### THE REQUEST:
Write out the lines from the line containing "TARGET = beige trousers" through the final line of the listing below, exactly, omitting every other line.

### MATERIAL TO PROCESS:
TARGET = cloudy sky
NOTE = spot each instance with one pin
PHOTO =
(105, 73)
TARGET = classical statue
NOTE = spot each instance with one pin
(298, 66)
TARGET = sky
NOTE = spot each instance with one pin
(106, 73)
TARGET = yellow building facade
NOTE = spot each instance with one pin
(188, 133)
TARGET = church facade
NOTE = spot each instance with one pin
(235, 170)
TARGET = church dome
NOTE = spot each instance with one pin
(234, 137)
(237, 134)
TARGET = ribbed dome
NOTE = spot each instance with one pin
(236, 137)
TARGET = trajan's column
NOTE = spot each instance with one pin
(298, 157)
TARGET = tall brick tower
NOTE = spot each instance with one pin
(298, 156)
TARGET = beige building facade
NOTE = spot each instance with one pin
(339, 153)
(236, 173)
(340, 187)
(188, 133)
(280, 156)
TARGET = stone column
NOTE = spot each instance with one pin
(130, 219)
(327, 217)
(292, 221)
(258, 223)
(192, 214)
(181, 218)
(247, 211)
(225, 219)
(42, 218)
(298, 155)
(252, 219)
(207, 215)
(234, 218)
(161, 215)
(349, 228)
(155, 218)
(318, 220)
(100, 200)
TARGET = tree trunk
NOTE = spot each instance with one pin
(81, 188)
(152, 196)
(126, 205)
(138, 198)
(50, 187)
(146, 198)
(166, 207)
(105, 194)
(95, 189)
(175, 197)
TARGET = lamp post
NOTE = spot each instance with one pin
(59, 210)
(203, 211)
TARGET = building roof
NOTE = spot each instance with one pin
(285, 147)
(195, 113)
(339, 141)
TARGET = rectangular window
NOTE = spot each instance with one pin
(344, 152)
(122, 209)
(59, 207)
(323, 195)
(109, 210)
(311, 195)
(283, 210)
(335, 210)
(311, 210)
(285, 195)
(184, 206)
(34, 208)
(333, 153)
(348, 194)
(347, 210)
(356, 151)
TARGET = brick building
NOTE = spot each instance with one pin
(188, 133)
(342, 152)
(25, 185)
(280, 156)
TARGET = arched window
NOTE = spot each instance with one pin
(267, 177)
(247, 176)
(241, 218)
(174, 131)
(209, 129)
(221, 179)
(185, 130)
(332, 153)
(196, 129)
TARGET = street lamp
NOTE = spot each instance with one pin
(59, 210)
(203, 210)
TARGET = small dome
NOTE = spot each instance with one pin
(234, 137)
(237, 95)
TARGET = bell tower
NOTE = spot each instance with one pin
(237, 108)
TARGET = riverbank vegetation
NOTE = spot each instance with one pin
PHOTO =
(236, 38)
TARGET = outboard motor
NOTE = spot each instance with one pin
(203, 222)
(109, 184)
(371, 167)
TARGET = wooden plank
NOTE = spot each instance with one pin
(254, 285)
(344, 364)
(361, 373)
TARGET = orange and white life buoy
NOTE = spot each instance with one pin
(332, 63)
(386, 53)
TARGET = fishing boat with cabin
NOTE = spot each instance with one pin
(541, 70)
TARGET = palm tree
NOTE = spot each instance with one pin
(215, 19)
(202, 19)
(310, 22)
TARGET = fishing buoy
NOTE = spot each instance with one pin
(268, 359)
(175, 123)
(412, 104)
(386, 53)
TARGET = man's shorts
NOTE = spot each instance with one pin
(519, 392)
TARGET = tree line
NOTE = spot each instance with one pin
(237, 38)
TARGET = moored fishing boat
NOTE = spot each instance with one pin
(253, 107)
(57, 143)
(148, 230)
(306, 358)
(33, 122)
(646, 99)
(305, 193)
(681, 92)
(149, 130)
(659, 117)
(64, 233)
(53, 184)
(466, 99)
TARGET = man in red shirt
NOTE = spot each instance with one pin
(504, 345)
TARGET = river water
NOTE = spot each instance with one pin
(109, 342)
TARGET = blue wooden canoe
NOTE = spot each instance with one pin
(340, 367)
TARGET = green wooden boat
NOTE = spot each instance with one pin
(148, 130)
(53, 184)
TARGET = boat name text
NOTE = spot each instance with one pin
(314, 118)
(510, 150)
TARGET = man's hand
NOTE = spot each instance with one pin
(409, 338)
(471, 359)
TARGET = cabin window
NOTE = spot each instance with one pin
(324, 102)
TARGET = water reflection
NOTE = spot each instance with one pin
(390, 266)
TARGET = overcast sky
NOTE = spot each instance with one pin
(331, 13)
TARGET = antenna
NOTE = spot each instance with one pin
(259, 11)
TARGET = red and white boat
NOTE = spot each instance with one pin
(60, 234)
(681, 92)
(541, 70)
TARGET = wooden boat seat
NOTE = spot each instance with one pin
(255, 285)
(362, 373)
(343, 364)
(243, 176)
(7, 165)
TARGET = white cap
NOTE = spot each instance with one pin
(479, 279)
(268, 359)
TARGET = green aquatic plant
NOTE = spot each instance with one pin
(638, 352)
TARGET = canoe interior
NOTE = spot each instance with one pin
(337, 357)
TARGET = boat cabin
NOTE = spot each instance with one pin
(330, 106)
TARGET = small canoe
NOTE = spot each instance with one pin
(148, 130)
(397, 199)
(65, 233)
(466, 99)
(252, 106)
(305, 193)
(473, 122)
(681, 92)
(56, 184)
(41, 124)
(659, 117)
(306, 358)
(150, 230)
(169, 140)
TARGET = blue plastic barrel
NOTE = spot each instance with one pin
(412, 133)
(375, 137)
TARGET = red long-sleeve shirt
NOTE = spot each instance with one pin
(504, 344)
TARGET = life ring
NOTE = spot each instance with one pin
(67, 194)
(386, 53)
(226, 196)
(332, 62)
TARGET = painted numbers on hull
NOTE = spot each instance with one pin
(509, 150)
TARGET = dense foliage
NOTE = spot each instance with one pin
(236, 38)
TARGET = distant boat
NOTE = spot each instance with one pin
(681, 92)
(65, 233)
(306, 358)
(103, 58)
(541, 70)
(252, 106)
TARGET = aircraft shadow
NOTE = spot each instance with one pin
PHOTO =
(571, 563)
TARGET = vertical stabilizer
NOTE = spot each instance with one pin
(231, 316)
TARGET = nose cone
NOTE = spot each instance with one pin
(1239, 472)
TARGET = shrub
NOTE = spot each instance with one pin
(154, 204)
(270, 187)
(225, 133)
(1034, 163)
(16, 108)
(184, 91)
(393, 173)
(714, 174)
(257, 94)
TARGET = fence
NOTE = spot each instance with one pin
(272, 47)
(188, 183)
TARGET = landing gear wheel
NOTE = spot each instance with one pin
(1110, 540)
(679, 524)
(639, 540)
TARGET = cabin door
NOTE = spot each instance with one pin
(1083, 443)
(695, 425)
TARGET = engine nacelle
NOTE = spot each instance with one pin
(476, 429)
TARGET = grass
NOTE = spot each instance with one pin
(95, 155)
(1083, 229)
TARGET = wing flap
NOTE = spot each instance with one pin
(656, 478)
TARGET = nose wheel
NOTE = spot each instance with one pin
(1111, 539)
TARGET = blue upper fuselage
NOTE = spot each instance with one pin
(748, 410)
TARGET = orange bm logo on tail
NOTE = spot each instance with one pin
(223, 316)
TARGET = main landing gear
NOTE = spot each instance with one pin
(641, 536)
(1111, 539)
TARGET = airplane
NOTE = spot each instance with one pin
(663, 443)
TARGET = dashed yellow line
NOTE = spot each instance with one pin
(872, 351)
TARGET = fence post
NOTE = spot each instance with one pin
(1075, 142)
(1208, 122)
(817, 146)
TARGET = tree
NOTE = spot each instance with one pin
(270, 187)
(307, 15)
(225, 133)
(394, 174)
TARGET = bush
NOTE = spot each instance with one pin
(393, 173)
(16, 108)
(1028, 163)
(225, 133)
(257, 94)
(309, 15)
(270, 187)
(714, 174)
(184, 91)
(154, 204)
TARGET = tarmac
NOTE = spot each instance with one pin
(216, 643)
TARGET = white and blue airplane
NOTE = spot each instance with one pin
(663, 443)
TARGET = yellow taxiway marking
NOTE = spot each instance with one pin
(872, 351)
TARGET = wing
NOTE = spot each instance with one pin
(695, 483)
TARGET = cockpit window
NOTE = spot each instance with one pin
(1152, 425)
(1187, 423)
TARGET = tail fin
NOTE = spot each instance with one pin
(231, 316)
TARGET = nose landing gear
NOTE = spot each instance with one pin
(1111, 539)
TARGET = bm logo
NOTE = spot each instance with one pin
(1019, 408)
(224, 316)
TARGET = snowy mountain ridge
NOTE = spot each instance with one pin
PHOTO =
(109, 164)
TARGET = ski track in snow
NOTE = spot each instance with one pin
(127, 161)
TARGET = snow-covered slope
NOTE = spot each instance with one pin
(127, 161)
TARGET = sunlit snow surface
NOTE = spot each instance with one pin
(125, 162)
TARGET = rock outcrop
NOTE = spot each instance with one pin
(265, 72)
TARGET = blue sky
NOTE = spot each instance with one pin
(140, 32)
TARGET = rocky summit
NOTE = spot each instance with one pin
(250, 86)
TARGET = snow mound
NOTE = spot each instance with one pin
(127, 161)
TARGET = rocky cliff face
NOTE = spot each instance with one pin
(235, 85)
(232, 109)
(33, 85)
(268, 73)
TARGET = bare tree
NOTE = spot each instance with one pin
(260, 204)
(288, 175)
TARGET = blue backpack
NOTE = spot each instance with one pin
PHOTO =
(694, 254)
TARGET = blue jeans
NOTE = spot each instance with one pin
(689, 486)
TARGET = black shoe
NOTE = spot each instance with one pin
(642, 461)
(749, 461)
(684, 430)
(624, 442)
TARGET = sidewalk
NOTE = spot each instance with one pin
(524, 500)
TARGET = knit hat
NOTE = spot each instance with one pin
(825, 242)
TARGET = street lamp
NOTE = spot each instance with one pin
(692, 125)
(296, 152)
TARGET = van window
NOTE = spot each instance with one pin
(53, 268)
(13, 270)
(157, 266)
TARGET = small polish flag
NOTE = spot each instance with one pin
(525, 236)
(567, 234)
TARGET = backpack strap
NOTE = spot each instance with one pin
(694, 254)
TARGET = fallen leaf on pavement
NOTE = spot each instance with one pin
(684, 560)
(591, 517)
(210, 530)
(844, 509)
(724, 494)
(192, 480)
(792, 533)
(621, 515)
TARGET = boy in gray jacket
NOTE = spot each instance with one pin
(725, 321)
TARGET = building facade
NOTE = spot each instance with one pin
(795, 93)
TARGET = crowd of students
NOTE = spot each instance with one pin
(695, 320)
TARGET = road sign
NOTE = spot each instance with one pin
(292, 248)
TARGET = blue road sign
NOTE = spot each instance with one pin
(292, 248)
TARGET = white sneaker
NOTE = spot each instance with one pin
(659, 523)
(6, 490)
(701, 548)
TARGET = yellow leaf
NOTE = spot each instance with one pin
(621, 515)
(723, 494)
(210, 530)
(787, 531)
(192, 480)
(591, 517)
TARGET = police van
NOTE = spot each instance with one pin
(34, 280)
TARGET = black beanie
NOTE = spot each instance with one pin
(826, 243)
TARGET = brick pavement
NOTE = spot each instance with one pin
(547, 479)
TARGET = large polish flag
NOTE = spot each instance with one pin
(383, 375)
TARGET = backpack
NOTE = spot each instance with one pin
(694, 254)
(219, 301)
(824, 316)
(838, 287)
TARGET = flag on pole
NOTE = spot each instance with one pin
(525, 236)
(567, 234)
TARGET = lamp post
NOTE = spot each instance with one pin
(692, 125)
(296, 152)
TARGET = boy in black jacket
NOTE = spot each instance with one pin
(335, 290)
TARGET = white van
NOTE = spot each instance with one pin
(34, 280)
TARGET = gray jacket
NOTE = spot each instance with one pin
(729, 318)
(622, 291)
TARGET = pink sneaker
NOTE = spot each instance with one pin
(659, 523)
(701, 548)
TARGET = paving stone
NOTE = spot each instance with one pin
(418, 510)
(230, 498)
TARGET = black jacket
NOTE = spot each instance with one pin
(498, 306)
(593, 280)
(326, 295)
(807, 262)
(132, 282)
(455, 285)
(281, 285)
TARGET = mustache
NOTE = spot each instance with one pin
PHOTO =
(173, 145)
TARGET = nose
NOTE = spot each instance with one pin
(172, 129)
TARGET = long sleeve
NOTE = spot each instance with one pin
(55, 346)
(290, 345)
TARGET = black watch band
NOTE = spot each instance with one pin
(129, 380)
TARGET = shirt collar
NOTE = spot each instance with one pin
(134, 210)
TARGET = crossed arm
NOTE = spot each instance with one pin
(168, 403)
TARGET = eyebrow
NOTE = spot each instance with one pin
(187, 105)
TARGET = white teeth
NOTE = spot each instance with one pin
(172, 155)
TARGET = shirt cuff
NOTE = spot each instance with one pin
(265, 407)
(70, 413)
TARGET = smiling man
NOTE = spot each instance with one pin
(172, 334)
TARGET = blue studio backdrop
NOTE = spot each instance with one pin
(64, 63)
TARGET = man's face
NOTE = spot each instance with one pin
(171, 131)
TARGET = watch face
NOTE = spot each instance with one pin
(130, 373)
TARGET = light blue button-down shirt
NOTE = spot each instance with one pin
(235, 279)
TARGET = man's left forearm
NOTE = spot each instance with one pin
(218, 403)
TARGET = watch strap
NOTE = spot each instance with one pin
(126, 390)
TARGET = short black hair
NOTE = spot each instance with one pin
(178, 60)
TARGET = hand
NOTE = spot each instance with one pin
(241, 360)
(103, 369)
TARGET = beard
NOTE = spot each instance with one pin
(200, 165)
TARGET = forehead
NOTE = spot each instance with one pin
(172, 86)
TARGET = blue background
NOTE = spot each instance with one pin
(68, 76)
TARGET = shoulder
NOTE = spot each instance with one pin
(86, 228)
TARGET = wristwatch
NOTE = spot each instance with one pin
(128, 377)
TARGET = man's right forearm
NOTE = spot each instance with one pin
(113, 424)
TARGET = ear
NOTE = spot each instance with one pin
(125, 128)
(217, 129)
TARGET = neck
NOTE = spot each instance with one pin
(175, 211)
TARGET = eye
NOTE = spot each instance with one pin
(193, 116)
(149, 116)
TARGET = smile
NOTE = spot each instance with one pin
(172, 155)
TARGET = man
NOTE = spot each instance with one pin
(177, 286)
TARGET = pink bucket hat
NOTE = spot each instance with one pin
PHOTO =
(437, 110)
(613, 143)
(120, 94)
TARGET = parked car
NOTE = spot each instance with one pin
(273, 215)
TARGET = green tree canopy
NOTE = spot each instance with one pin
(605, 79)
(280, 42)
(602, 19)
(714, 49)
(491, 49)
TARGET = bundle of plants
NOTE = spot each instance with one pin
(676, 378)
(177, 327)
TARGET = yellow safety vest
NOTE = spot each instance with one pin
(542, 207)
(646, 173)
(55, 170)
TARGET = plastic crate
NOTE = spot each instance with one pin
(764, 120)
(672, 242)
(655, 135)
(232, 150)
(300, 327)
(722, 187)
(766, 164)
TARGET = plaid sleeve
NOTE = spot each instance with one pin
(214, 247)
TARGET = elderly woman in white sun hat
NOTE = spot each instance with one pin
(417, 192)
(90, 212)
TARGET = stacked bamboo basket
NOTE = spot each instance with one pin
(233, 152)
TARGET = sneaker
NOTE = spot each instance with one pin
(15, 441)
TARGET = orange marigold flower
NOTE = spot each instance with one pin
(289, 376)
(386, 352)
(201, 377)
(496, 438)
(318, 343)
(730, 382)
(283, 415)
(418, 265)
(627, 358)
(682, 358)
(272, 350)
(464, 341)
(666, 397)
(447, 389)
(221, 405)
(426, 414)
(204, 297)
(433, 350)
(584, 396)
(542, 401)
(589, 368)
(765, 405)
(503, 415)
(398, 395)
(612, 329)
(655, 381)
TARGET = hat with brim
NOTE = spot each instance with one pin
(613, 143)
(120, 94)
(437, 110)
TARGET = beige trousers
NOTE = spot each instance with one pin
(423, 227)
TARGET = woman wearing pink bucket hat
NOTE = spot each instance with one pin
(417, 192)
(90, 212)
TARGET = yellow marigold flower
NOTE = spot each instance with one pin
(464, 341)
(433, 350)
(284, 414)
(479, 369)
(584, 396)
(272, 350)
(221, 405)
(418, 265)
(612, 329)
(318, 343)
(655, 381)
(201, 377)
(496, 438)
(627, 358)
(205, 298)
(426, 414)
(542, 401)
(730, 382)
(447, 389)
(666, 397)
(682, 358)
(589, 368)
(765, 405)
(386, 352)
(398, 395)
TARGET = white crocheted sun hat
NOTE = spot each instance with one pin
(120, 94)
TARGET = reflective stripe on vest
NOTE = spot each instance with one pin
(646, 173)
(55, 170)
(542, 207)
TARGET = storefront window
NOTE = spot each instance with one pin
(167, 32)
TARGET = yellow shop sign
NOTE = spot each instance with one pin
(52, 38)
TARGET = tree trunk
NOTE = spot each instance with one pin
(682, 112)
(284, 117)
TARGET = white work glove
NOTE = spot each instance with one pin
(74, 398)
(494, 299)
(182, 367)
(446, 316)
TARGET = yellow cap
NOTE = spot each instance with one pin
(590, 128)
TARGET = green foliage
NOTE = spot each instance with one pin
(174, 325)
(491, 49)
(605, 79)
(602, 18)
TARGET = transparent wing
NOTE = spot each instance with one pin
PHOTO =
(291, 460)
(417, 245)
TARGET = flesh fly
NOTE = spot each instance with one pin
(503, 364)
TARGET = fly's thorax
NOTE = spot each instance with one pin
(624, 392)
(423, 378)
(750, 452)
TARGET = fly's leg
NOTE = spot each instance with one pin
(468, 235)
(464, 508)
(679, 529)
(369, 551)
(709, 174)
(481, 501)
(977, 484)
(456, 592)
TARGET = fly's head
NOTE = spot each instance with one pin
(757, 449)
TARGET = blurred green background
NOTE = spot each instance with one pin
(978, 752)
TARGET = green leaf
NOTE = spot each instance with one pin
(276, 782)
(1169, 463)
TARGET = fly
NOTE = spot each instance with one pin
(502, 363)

### FINISHED TASK:
TARGET = beige trousers
NOTE = spot each instance with one pin
(423, 227)
TARGET = woman wearing pink bucket hat
NOTE = spot each instance with one pin
(417, 192)
(90, 212)
TARGET = yellow marigold flower
NOTE = spot each instance with one pin
(464, 341)
(433, 350)
(284, 414)
(479, 369)
(584, 396)
(272, 350)
(221, 405)
(418, 265)
(612, 329)
(318, 343)
(655, 381)
(201, 377)
(496, 438)
(627, 358)
(205, 298)
(426, 414)
(542, 401)
(730, 382)
(447, 389)
(666, 397)
(682, 358)
(589, 368)
(765, 405)
(386, 352)
(398, 395)
TARGET = white crocheted sun hat
NOTE = spot each instance with one pin
(120, 94)
TARGET = reflective stripe on vest
NOTE = spot each instance with one pin
(646, 173)
(55, 170)
(542, 207)
TARGET = storefront window
NOTE = spot each instance with one pin
(167, 32)
TARGET = yellow shop sign
NOTE = spot each instance with one pin
(52, 38)
TARGET = tree trunk
NOTE = spot each instance with one pin
(682, 112)
(284, 117)
TARGET = white work glove
NOTE = spot each instance with one pin
(74, 398)
(494, 299)
(182, 367)
(446, 316)
TARGET = yellow cap
NOTE = spot each instance with one pin
(590, 128)
TARGET = green foliage
NOTE = spot each instance with one pin
(174, 325)
(491, 49)
(605, 79)
(602, 18)
TARGET = transparent wing
NOTE = spot each instance with one pin
PHOTO =
(291, 460)
(417, 245)
TARGET = flesh fly
NOTE = spot each instance with one pin
(503, 364)
TARGET = fly's thorax
NOTE = spot each instance with one pin
(624, 392)
(423, 378)
(750, 452)
TARGET = fly's leg
NOTE = spot each instance with one pin
(468, 235)
(464, 508)
(679, 529)
(369, 551)
(709, 174)
(481, 501)
(977, 484)
(456, 592)
TARGET = fly's head
NOTE = spot each instance with one pin
(757, 449)
TARGET = blurred green background
NOTE = spot each instance with one pin
(978, 752)
TARGET = green leaf
NOTE = spot each instance with one pin
(276, 782)
(1169, 463)
TARGET = fly
NOTE = spot each instance with one pin
(502, 363)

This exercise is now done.